►
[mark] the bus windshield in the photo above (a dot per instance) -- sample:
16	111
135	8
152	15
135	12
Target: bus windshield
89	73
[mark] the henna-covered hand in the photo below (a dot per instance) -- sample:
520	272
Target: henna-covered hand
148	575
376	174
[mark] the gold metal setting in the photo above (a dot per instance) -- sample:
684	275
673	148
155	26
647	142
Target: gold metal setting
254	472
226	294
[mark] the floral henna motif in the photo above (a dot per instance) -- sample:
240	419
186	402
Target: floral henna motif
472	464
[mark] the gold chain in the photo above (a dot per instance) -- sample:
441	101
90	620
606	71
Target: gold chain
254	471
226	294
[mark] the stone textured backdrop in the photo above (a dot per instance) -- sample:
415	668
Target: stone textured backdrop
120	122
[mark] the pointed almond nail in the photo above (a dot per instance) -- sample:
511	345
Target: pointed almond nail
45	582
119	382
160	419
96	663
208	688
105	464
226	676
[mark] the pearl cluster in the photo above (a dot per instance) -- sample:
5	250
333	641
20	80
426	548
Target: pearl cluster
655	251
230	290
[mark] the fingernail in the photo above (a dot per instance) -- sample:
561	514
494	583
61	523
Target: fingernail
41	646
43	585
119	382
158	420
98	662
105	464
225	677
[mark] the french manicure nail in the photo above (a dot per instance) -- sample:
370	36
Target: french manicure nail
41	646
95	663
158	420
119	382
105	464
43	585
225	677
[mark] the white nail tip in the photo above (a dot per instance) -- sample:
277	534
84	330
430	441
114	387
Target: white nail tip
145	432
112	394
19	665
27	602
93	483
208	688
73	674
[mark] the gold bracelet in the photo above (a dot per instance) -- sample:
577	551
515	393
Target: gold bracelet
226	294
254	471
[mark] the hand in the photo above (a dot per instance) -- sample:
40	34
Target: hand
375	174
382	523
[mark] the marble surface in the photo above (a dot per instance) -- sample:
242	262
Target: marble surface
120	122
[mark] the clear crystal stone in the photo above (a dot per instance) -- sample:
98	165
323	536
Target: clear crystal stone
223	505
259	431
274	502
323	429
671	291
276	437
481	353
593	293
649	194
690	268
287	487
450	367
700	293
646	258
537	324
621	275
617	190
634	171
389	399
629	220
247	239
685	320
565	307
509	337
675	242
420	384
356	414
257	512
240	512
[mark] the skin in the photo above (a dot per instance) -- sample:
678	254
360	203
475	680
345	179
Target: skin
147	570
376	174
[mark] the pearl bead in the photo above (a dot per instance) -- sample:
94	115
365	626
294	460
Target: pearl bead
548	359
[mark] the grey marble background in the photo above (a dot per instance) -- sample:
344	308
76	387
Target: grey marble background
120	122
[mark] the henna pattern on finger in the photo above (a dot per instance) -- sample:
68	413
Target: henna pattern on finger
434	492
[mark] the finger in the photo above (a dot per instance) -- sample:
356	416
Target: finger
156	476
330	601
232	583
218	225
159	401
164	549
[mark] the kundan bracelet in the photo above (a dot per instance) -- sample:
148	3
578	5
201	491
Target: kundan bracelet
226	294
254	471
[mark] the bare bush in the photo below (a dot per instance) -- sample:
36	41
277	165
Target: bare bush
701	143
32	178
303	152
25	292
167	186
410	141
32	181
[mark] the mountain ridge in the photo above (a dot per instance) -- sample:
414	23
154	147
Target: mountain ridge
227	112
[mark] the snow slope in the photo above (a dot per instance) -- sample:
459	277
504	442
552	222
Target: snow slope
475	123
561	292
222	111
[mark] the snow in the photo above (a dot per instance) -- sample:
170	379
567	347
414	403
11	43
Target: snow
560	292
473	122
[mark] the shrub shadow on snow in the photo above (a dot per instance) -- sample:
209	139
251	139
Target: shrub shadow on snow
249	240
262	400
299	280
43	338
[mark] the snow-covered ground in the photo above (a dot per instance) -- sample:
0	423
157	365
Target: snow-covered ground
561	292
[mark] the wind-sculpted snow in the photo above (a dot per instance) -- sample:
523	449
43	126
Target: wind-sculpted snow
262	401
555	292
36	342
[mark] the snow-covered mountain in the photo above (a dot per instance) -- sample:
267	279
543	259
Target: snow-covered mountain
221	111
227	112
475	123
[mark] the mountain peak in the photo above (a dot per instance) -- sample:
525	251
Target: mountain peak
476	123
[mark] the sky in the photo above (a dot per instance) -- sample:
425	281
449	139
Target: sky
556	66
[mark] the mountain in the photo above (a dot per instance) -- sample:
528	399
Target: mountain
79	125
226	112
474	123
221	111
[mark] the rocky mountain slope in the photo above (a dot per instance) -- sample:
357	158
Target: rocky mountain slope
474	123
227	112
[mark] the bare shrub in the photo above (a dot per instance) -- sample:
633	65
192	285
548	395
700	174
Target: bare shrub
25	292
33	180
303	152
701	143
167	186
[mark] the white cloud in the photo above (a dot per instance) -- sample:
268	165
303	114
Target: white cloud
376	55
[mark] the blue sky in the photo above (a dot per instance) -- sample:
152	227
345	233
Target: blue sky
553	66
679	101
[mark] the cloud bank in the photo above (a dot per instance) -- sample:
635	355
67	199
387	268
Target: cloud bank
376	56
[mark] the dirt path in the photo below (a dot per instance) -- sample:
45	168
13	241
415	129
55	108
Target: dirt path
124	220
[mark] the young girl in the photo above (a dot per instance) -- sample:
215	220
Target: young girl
◄
Requirement:
Please output the entire listing exactly as it stands.

Result of this exercise:
[mark] the bus windshield in the photo above (a dot per instance) -- sample:
16	111
135	8
152	15
135	12
Target: bus windshield
89	73
[mark] the henna-covered hand in the photo below (a dot per instance) -- sample:
520	272
Target: henna-covered hand
148	575
376	174
[mark] the gold metal setting in the photo above (a dot per instance) -- sample:
684	275
673	148
155	26
647	142
Target: gold metal setting
254	472
226	294
[mark] the floral henna motif in the photo above (a dot per instance) -- sample:
240	419
186	402
Target: floral henna motif
472	464
[mark] the gold chain in the photo above (a dot per instance) -- sample:
441	101
90	620
606	71
Target: gold chain
254	471
226	294
[mark] the stone textured backdrop in the photo above (a dot per instance) -- sample:
415	668
Target: stone textured backdrop
120	122
[mark] the pointed almond nail in the photo above (a dot per instance) -- sample:
511	345
Target: pointed almond nail
45	582
119	382
160	419
96	663
208	688
105	464
226	676
[mark] the pearl cluster in the photo above (a dot per instance) -- sample:
5	250
333	641
20	80
426	548
Target: pearl cluster
655	251
230	290
[mark] the fingernail in the photo above (a dot per instance) -- sample:
561	514
494	583
61	523
Target: fingernail
41	646
43	585
119	382
158	420
98	662
105	464
225	677
[mark] the french manicure nail in the photo above (a dot per instance) -- sample:
370	36
Target: french manicure nail
41	646
95	663
158	420
119	382
105	464
43	585
225	677
[mark] the white nail tip in the photo above (a dot per instance) -- sample:
277	534
84	330
430	441
114	387
Target: white nail tip
145	432
112	394
19	665
27	602
93	483
208	688
73	674
[mark] the gold bracelet in the photo above (a dot per instance) -- sample:
577	551
515	393
Target: gold bracelet
226	294
254	471
[mark] the hand in the photo above (a dot per instance) -- sample:
40	34
Target: hand
375	174
382	523
[mark] the marble surface in the photo above (a dot per instance) -- sample:
242	262
Target: marble surface
120	122
[mark] the clear crystal stone in the photo above (a dot per instance) -- sample:
98	165
323	536
Target: clear crystal stone
223	505
259	431
274	502
323	429
671	291
276	437
481	353
593	293
649	194
690	268
287	487
450	367
700	293
646	258
537	324
621	275
617	190
634	171
389	399
629	220
247	239
685	320
565	307
509	337
675	242
420	384
356	414
257	512
240	512
[mark] the skin in the photo above (a dot per instance) -- sample:
678	254
360	203
475	680
345	179
Target: skin
147	570
376	174
[mark] the pearl bead in the photo above (a dot per instance) -- sample:
94	115
365	626
294	460
Target: pearl bead
548	359
[mark] the grey marble background in the photo above (a dot per instance) -- sample:
344	308
76	387
Target: grey marble background
120	122
[mark] the henna pattern on finger in the photo above (a dot per instance) -- sample:
68	413
Target: henna pattern on finger
434	492
[mark] the finger in the photo above (a dot per instance) -- sample:
356	416
Target: finger
156	476
330	601
232	583
218	225
159	401
164	549
[mark] the kundan bracelet in the photo above (a dot per instance) -- sample:
148	3
578	5
201	491
Target: kundan bracelet
226	294
254	471
[mark] the bare bush in the photo below (a dot per instance) -- sample:
36	41
277	165
Target: bare bush
701	143
32	178
303	152
25	292
167	186
410	141
32	181
[mark] the mountain ridge in the photo above (a dot per instance) -- sample:
414	23
154	147
Target: mountain ridge
227	112
[mark] the snow slope in the photo above (a dot per instance) -- sample:
459	277
504	442
552	222
Target: snow slope
475	123
561	292
222	111
[mark] the snow in the photo above (a dot per instance) -- sample:
170	379
567	347
414	403
11	43
Target: snow
560	292
473	122
[mark] the shrub shadow on snow in the photo above (a dot per instance) -- sample:
209	139
251	139
Target: shrub shadow on snow
249	240
262	400
299	280
43	338
[mark] the snow-covered ground in the photo above (a dot per instance) -- sample:
0	423
157	365
Target: snow-covered ground
561	292
[mark] the wind-sculpted snow in the photo above (a dot per instance) -- sample:
523	449
43	126
Target: wind-sculpted snow
262	401
555	292
36	342
[mark] the snow-covered mountain in the photo above (a dot per instance) -- sample:
267	279
543	259
Target: snow-covered mountain
221	111
227	112
475	123
[mark] the mountain peak in the photo above (a dot per instance) -- sample:
525	251
Target: mountain peak
476	123
[mark] the sky in the photo above (a dot per instance) -- sample:
425	281
449	139
Target: sky
556	66
[mark] the mountain in the photo above (a dot per instance) -- sample:
528	399
Target: mountain
79	125
226	112
474	123
221	111
[mark] the rocky mountain slope in the photo above (a dot per instance) -- sample:
357	158
Target: rocky mountain slope
474	123
227	112
[mark] the bare shrub in the photo above (a dot per instance) -- sample:
633	65
192	285
548	395
700	174
Target: bare shrub
25	292
33	180
303	152
701	143
167	186
[mark] the white cloud in the photo above (a dot per instance) -- sample:
268	165
303	114
Target: white cloud
376	55
[mark] the blue sky in the photo above (a dot per instance) -- sample:
152	227
345	233
Target: blue sky
553	66
679	101
[mark] the cloud bank in the photo above (a dot per instance) -- sample:
635	355
67	199
387	268
Target: cloud bank
376	56
[mark] the dirt path in the photo below (a dot per instance) -- sample:
45	168
13	241
415	129
55	108
Target: dirt path
124	220
[mark] the young girl in the photo above (a dot per instance) -- sample:
215	220
Target: young girl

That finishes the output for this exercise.